[WORK REQUIRED] Set down the records once more, please, exactly and with the pictures left out.

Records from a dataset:
======

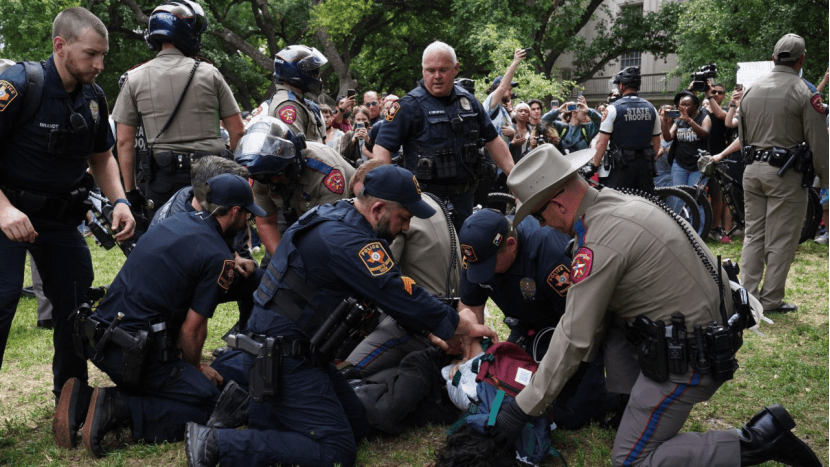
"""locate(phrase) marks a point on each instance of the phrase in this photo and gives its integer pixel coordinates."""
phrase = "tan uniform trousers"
(775, 208)
(648, 433)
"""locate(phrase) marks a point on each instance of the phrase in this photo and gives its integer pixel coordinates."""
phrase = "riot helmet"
(267, 149)
(629, 77)
(299, 66)
(181, 23)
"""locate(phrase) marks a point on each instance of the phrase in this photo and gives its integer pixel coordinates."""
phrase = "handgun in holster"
(650, 339)
(264, 375)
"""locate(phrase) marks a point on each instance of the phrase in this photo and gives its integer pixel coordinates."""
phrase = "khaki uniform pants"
(775, 208)
(648, 433)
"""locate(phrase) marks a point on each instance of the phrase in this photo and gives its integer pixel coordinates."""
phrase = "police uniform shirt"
(180, 264)
(631, 258)
(635, 120)
(406, 122)
(799, 116)
(292, 110)
(325, 179)
(341, 257)
(25, 162)
(424, 252)
(150, 94)
(533, 289)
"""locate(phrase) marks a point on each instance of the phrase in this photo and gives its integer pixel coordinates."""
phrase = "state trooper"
(177, 99)
(297, 74)
(333, 253)
(775, 198)
(526, 272)
(290, 177)
(639, 264)
(633, 128)
(148, 332)
(56, 138)
(441, 127)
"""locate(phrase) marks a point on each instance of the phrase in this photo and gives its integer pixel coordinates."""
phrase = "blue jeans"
(65, 266)
(312, 421)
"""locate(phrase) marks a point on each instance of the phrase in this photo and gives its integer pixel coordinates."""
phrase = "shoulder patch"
(7, 94)
(226, 276)
(335, 182)
(581, 264)
(815, 100)
(560, 280)
(390, 114)
(376, 259)
(408, 282)
(288, 114)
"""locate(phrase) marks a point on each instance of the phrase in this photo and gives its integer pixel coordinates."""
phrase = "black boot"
(108, 411)
(201, 445)
(231, 409)
(767, 437)
(71, 412)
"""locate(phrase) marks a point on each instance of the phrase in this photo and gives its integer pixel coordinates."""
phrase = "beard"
(382, 229)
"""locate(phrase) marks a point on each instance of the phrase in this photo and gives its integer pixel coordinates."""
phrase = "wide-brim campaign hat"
(541, 172)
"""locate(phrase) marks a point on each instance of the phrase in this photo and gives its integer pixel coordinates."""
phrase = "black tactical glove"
(509, 423)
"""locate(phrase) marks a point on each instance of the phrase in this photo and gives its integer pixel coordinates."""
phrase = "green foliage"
(730, 31)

======

[ANSWER TO THE EXERCISE]
"""locate(phrase) marks a point on each instance of the phrase in this photo and gives its integer pixel coordinates."""
phrase = "tan uniform trousers"
(775, 208)
(648, 433)
"""locate(phrase) marks a point on each instance of the phrase in this photo and gives its integer pixel coordinates."""
phrase = "riot helmet"
(267, 149)
(629, 77)
(299, 66)
(181, 23)
"""locate(phrase) marks a point on each instance of the phrase in this photo and gives its integer pixel coordinates."""
phrase = "handgun in holster"
(650, 339)
(264, 375)
"""locate(phrase) marks a point on each instance of the phrase in this photo and gives its integer pixel coordinates."""
phrase = "khaki uniform pants"
(775, 208)
(648, 433)
"""locate(phrase) marks a point on each instance of the phrase in this photo and gives its integer pixel coordinates."""
phrase = "police uniform shirt"
(180, 264)
(631, 258)
(635, 120)
(406, 122)
(799, 116)
(292, 110)
(325, 179)
(341, 257)
(25, 162)
(424, 252)
(150, 94)
(533, 289)
"""locate(phrase) marks a point on each instance of the phrase in this photo and gives its integer pixel coordinates."""
phrase = "state trooper"
(177, 99)
(297, 74)
(333, 253)
(775, 198)
(526, 272)
(290, 177)
(639, 264)
(633, 128)
(148, 332)
(56, 138)
(441, 127)
"""locate(phrase) marks a point on each instance of the phrase in this photo and gives its integer pixel coordinates."""
phrase = "blue jeans"
(65, 266)
(312, 421)
"""locate(phrase) marks a point on each instance of the phrase in this photo and gives its integer pixel coordinates."""
phrase = "shoulder patch"
(7, 94)
(226, 276)
(335, 182)
(581, 264)
(815, 100)
(560, 280)
(390, 114)
(376, 259)
(408, 282)
(288, 114)
"""locate(phrase) marks a point on each instance of the phrase in this photo and gives its integer pixel coordinates."""
phrase = "black boot"
(108, 411)
(201, 445)
(231, 409)
(767, 437)
(71, 412)
"""locate(phrase) marks a point on each instance of the phrase in this photo and gives its integer pixel coordinates."""
phrase = "beard"
(382, 229)
"""locate(phrase) marks a point on each instance of the phrase in this photo and gives its integer pixel coordinates."""
phrase = "wide-brim campaign hat"
(541, 172)
"""locate(phrase) marks a point on each instance of the phrase in this photo and gives its integer pixel coordinates."""
phrase = "black tactical glove"
(509, 423)
"""locate(phrase) marks a point on each instance of the phrase in this photo and gives its integer pixel coordinates."""
phrase = "green foliage"
(730, 31)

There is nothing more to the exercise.